## Request
How many lines in the items below contain the string "crate"? Reply with the number alone.

## Entries supplied
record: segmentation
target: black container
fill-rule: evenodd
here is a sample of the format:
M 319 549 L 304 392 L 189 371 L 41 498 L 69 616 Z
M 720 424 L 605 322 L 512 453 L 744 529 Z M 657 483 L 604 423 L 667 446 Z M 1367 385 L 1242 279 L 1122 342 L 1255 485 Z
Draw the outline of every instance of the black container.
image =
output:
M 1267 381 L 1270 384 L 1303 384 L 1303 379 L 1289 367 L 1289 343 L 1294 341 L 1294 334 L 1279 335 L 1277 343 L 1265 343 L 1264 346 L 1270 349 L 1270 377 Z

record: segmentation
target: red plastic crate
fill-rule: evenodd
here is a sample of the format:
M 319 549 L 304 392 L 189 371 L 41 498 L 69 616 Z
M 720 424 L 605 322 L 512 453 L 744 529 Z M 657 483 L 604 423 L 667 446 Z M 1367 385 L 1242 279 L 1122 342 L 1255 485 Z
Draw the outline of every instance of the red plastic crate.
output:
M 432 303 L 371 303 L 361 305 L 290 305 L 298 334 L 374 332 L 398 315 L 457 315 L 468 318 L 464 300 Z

## Full response
2